◆ **DOCUMENT SEGMENT**:
--- --- ---

Studio album by DeeExpus
- Released: 2008
- Recorded: 2007
- Genre: Progressive Rock
- Label: DXP Productions
- Producer: Andy Ditchfield

DeeExpus chronology
|  | Half-Way Home (2008) | Far From Home (2009) |

= Half Way Home (album) =

Half-Way Home is the debut album by English progressive rock band DeeExpus. It was recorded throughout 2007 by band founder and leader Andy Ditchfield, but features contributions from other musicians. It was released in 2008 and Ditchfield put together a band to tour the album.

During the tour supporting this album, the band's show at the Progrock 2009 festival was recorded for a live album and DVD. This was released in 2009 and titled Far From Home.

==Track listing==
1. Greed (Ditchfield)
2. Pointless Child (Ditchfield)
3. PTtee (Ditchfield)
4. One Eight (Ditchfield)
5. One Day (Ditchfield)
6. Seven Nights (Ditchfield)
7. Half Way Home (Ditchfield/Wright)

--- --- ---

◆ **REQUESTS**:
a - Name every track on the Half-Way Home album article's track listing, in order.
b - According to the Half-Way Home album article, at which event was the show for the live album Far From Home recorded?
c - Carry on the Half-Way Home album article from its final line.
The records are not needed for any of this work.

--- --- ---

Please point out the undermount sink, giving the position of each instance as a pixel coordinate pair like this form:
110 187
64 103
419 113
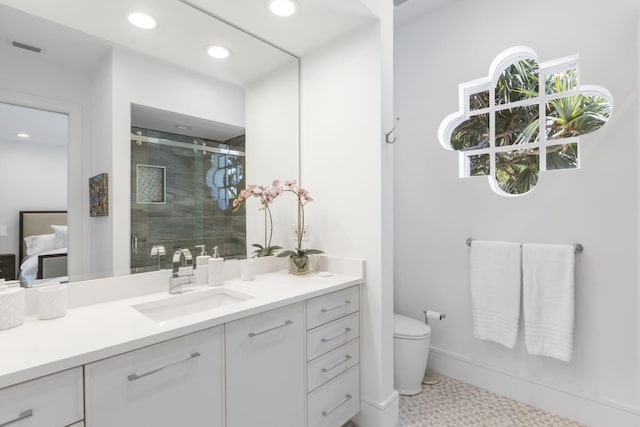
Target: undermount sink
190 303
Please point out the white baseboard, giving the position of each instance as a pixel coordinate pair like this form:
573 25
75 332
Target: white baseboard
589 410
379 414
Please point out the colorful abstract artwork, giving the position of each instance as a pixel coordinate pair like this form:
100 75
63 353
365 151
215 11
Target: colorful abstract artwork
99 195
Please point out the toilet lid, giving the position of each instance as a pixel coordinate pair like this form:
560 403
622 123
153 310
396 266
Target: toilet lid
407 327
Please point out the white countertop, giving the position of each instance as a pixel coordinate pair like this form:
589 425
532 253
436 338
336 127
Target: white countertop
94 332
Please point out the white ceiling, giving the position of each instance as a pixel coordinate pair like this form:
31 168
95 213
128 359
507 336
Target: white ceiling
153 118
43 127
184 31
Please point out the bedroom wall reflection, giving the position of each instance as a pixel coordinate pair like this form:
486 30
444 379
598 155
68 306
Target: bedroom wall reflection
33 170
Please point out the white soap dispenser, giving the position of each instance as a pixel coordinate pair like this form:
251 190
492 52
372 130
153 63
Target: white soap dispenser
216 269
202 266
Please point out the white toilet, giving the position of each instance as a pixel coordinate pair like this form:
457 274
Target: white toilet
410 353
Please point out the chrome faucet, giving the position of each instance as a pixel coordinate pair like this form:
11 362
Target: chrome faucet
181 258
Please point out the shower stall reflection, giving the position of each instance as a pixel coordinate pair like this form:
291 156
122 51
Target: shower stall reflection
182 190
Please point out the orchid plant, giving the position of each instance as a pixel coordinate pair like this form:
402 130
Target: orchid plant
299 256
266 195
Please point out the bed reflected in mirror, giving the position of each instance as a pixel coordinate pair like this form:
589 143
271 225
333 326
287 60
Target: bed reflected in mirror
43 252
34 144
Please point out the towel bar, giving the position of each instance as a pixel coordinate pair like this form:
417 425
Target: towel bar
578 248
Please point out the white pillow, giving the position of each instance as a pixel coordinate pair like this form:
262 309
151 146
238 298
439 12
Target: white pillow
61 235
40 243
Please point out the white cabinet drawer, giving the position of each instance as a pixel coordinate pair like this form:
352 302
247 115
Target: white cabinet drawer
332 335
329 307
332 364
266 369
51 401
179 382
336 402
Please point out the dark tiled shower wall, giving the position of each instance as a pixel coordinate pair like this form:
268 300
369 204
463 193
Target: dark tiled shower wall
189 217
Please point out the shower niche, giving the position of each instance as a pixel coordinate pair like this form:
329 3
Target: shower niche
185 173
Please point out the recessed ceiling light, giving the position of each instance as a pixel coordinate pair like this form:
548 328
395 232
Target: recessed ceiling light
218 52
142 20
282 7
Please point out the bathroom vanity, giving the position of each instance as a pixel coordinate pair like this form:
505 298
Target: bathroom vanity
280 350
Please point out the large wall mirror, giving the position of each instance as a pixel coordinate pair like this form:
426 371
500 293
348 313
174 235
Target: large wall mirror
113 81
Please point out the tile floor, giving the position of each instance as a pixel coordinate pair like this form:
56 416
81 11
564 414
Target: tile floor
452 403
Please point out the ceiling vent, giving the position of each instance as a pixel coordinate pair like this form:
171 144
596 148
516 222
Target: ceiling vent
26 46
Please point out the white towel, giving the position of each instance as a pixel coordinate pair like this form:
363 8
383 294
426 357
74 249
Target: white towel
495 291
548 286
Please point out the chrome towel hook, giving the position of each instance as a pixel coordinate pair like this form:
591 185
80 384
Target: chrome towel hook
387 137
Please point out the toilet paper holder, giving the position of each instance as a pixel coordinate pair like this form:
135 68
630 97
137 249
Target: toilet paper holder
433 315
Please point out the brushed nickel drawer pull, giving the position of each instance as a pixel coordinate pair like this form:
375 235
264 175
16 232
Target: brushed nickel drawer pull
335 307
134 377
287 323
327 412
327 339
24 414
335 365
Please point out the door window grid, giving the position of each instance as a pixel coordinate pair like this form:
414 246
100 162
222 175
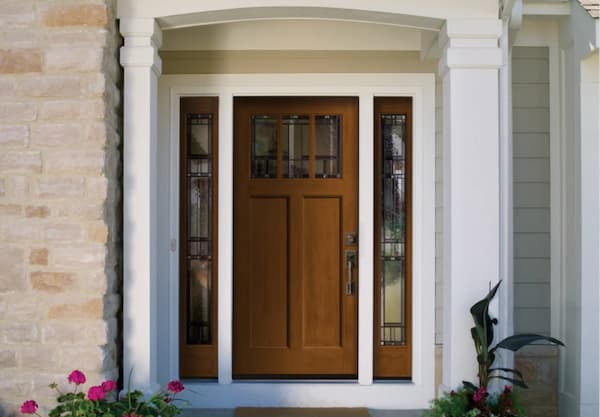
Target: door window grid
307 143
199 233
393 231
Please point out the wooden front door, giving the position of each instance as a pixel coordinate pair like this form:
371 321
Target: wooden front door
295 242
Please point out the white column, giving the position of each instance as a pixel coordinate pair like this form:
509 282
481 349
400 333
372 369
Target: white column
469 72
590 235
139 58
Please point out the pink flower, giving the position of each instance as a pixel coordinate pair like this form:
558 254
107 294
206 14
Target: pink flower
29 407
175 386
109 385
76 377
479 394
96 393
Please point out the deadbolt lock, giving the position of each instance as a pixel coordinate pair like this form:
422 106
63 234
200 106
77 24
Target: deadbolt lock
351 238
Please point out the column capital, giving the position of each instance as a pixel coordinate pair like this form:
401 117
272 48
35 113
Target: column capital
470 44
143 38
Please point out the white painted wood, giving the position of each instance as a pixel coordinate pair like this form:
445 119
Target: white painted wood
469 70
366 213
410 13
590 234
229 393
142 66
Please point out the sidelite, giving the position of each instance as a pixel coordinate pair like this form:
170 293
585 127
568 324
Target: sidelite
392 336
198 341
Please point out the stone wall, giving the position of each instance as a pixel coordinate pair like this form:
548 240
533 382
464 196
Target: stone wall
60 214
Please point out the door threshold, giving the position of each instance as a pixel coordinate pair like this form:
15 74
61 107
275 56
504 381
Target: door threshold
296 381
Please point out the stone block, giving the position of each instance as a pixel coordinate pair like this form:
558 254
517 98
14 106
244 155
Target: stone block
89 332
8 86
91 211
37 211
16 14
56 134
21 333
80 59
14 135
71 109
63 232
21 161
20 186
83 161
19 39
19 61
51 86
74 15
10 210
79 256
12 112
92 309
60 187
39 357
20 231
23 308
52 282
75 36
11 269
98 233
8 358
38 256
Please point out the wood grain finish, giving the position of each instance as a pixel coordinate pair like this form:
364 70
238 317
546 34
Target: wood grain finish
392 361
197 360
291 315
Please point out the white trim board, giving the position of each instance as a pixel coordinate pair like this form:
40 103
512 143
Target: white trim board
225 392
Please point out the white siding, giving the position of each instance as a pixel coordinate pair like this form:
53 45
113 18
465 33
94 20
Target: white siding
439 213
531 153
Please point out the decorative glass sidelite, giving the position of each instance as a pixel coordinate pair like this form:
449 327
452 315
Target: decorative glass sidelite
296 146
199 233
393 230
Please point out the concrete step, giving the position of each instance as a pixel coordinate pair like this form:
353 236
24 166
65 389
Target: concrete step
230 412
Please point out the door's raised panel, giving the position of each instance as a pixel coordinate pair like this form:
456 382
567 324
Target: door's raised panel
268 220
321 303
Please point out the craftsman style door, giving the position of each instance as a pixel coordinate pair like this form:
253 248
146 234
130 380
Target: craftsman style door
295 241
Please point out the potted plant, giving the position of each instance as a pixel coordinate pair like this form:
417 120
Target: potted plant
473 400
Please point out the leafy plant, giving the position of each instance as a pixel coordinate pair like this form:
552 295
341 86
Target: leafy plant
466 402
103 401
483 336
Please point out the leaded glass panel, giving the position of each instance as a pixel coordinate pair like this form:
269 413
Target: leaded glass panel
393 230
199 233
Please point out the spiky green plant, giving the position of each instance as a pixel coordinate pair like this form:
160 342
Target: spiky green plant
483 336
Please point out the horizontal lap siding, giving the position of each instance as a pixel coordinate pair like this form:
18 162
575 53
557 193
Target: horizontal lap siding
531 170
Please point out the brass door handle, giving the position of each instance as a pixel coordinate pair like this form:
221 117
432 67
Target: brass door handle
350 261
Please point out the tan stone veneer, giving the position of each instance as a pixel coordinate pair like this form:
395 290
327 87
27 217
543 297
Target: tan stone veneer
60 118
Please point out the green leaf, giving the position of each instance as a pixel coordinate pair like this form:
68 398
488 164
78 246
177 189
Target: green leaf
517 341
469 386
481 317
518 382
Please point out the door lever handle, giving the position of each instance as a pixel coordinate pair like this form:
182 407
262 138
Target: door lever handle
350 261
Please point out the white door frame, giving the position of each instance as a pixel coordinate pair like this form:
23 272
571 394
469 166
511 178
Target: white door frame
226 393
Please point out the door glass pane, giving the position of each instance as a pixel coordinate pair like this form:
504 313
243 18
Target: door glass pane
199 233
295 137
393 230
264 147
327 147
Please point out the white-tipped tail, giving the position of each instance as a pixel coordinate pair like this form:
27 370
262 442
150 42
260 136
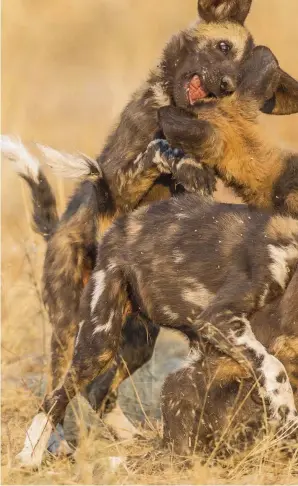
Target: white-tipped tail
25 163
69 165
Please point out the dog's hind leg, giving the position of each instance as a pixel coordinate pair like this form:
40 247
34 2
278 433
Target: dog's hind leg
100 323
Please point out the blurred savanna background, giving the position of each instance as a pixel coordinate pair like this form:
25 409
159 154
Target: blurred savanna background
68 68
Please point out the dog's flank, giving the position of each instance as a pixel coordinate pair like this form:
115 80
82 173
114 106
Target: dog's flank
196 54
45 216
227 138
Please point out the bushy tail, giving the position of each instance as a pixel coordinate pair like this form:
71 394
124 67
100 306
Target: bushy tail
93 192
45 214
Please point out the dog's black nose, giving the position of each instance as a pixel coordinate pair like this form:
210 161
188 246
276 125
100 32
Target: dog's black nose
227 85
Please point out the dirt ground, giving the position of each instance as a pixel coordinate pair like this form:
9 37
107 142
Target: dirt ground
68 68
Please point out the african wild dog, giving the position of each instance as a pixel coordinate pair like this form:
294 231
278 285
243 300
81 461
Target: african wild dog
226 137
208 268
211 402
198 65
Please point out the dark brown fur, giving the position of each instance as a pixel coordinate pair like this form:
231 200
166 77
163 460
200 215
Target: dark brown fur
129 180
212 403
227 138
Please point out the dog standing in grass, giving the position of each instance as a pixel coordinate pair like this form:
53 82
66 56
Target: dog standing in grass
198 66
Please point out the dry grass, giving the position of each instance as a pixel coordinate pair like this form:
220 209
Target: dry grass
68 68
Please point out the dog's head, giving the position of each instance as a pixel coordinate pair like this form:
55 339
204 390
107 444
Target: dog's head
205 61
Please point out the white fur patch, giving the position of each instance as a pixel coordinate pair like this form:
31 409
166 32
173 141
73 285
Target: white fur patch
271 367
69 165
119 422
105 327
25 164
197 294
37 437
281 256
99 286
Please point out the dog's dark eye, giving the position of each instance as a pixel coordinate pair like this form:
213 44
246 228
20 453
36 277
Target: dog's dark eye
224 47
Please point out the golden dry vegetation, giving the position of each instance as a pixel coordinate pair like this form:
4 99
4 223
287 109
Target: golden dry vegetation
69 66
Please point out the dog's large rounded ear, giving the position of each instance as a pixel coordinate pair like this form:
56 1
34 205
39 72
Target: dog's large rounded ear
285 100
223 10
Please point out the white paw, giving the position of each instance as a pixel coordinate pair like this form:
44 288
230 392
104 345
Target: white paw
57 445
37 437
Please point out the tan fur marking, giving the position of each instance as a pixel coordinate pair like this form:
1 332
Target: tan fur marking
229 370
243 156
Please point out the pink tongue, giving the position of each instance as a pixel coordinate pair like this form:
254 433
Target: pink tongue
195 90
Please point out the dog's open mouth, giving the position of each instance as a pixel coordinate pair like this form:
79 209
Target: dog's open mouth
195 90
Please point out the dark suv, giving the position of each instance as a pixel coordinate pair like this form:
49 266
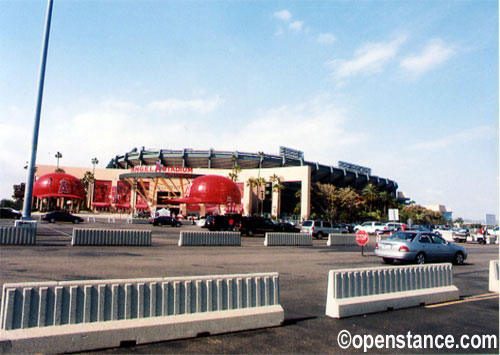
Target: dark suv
165 221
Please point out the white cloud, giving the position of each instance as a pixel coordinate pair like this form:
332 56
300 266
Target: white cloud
195 105
283 15
435 53
368 59
296 26
464 136
326 38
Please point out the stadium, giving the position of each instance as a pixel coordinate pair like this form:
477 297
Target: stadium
144 179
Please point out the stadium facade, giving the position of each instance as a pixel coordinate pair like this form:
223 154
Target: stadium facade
147 179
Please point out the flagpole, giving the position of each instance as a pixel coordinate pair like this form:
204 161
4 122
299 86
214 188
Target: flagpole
28 193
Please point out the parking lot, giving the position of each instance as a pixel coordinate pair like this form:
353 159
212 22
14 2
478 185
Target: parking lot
303 279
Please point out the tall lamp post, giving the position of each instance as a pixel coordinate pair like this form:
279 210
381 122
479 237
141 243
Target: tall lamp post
28 194
94 163
58 156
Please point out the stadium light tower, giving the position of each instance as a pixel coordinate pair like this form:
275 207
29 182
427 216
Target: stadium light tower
28 193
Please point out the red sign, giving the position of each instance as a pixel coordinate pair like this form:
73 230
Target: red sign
362 238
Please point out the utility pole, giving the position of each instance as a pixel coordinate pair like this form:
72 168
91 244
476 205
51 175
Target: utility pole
28 195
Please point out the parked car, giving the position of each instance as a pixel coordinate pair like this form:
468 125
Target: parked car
319 229
165 221
228 222
61 216
260 226
460 234
419 247
369 227
6 212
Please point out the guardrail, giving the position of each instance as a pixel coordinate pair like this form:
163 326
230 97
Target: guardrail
24 235
368 290
73 316
89 236
288 239
341 240
494 283
202 238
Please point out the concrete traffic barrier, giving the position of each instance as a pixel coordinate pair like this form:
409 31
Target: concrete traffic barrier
202 238
74 316
25 235
359 291
341 240
288 239
494 284
88 236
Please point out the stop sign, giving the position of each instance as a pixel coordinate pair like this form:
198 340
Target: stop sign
362 238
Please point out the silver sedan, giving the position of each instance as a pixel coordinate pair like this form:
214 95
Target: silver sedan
419 247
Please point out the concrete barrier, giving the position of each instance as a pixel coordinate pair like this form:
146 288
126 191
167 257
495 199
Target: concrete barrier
25 235
494 284
73 316
341 240
197 238
288 239
88 236
368 290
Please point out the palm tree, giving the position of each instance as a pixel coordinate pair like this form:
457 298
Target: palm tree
370 194
58 156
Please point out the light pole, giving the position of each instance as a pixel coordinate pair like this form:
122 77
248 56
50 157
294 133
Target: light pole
58 156
28 194
94 163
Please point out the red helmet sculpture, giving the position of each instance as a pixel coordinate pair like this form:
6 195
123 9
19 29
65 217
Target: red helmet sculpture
58 185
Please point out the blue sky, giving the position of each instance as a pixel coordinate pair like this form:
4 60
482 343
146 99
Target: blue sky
407 88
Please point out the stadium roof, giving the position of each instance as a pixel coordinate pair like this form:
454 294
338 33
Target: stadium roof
216 159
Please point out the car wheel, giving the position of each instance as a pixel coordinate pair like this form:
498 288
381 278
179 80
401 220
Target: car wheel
420 259
458 259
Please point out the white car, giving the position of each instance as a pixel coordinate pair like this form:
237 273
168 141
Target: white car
369 227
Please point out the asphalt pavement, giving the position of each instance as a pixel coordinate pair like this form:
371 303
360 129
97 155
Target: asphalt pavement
303 280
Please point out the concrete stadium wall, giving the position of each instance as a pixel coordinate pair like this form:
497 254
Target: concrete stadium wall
288 239
494 283
368 290
341 240
17 236
90 236
72 316
202 238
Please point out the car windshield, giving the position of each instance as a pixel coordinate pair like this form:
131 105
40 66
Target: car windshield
402 237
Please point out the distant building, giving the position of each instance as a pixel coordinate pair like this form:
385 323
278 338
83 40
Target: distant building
448 215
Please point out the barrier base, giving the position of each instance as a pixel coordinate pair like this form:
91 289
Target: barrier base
346 307
100 335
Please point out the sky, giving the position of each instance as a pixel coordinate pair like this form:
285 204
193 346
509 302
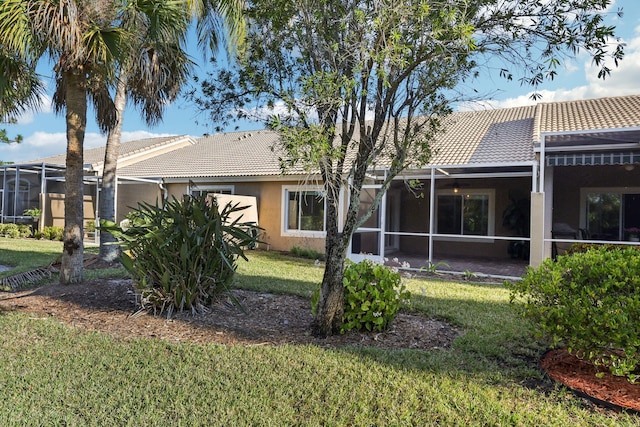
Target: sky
44 131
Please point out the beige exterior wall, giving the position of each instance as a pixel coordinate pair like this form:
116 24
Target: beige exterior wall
132 193
269 200
54 209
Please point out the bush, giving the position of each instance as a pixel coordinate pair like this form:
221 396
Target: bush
10 230
182 254
590 302
372 296
584 247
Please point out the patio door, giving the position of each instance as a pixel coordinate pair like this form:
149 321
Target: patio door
368 240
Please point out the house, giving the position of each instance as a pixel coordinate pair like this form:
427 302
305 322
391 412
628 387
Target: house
517 184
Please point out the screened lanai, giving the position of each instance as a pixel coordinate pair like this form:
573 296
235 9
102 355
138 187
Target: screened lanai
449 217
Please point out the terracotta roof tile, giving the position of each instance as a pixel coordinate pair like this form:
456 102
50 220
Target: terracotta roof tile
95 156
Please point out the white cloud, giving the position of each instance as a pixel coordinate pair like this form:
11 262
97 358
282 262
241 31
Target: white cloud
623 80
44 107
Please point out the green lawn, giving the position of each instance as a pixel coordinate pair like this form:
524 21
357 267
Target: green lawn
53 374
27 254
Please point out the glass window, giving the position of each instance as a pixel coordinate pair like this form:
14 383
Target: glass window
304 210
15 206
610 214
464 214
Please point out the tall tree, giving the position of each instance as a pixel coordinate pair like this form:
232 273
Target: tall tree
366 83
85 42
151 73
20 90
159 48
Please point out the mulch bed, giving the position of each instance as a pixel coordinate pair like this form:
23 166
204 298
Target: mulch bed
110 306
580 375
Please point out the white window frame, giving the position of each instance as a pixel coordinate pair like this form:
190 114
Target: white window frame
285 231
11 195
584 191
491 193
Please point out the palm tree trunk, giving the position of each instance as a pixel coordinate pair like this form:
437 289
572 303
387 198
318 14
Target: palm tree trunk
108 250
76 116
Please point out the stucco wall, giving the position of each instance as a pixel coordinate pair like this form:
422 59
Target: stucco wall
129 195
54 209
269 200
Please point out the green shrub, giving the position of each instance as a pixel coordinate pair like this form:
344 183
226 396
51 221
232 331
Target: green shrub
372 296
182 254
590 302
10 230
584 247
25 230
90 226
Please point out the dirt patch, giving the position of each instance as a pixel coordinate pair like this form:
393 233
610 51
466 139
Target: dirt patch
580 376
110 306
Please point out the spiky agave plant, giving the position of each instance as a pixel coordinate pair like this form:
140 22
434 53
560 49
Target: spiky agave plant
182 253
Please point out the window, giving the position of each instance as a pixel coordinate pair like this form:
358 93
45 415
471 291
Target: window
468 214
610 214
303 211
15 206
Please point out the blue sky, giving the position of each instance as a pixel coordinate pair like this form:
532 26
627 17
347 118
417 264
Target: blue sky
44 131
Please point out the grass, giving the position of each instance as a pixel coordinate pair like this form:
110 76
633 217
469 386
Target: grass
53 374
27 254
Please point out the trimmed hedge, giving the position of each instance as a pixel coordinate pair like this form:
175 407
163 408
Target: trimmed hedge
590 302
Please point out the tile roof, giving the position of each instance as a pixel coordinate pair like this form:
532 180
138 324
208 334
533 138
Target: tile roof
95 156
219 155
590 114
487 136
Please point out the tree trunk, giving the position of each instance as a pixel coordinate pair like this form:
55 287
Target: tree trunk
76 117
331 305
109 251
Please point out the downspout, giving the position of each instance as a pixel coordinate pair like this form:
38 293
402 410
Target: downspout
16 189
165 192
4 192
43 197
432 198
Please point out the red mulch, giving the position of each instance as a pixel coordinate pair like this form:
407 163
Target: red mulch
580 375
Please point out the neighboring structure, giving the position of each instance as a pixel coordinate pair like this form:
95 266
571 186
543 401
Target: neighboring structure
511 183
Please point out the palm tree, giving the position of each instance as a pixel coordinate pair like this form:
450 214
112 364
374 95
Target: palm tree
20 90
152 73
152 91
85 41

--- --- ---

◆ **ANSWER SET**:
a -
1. Greed
2. Pointless Child
3. PTtee
4. One Eight
5. One Day
6. Seven Nights
7. Half Way Home

b - The Progrock 2009 festival.

c -
==Credits (directly from sleeve notes)==
- Andy Ditchfield - Lead/Rhythm/Acoustic Guitars; Bass Guitars; Keyboards; Piano; Drums; Backing Vocals; Programming
- Tony Wright - Lead/Backing Vocals

With:
- Phil Sloane - Guitar Solo (Tracks 1 and 4); Additional Guitar (4)
- Steve Wright - Guitar Solo (7)
- Ian Raine - Additional Bass Guitar (7)
- Mike Henderson - Keyboard Solo (3)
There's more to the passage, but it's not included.